◆ Exercise instructions
All lines from the one including "shoelace in the photo above." to the bottom of the entries below should be repeated exactly, both ends kept.
***
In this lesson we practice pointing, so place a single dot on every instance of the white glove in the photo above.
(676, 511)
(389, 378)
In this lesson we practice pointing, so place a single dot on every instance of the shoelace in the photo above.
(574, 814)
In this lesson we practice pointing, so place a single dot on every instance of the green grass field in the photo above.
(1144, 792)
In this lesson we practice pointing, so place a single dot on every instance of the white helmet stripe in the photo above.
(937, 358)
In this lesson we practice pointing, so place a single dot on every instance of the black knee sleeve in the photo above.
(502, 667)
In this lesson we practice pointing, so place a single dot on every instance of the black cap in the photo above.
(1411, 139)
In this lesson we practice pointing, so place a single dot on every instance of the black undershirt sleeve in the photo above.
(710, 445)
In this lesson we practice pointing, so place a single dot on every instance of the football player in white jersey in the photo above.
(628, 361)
***
◆ Output of the task
In this lesson we practice pointing, so place a single dot on every instance of the shoelace in the photo above.
(574, 814)
In this lesson we practice pointing, so place a single dot on every instance of the green grass field in the photo above.
(1144, 792)
In this lesson we practice pointing, so place a single dot on every instance of the white helmet stripe in the photo above.
(937, 358)
In this lesson we practice pointing, so place a single dot on every instance of the black knee sleeve in the photo above.
(502, 667)
In this lesson we practice pointing, so place a single dot on every instance of the black cap in the photo above.
(1411, 139)
In this lesson we practice pointing, so place a single dot on every instance of the black undershirt sleeve in the photo above.
(710, 445)
In this lesson we practice pointing, so place a single dot on every instance of the football player in white jersey in the photo above.
(628, 361)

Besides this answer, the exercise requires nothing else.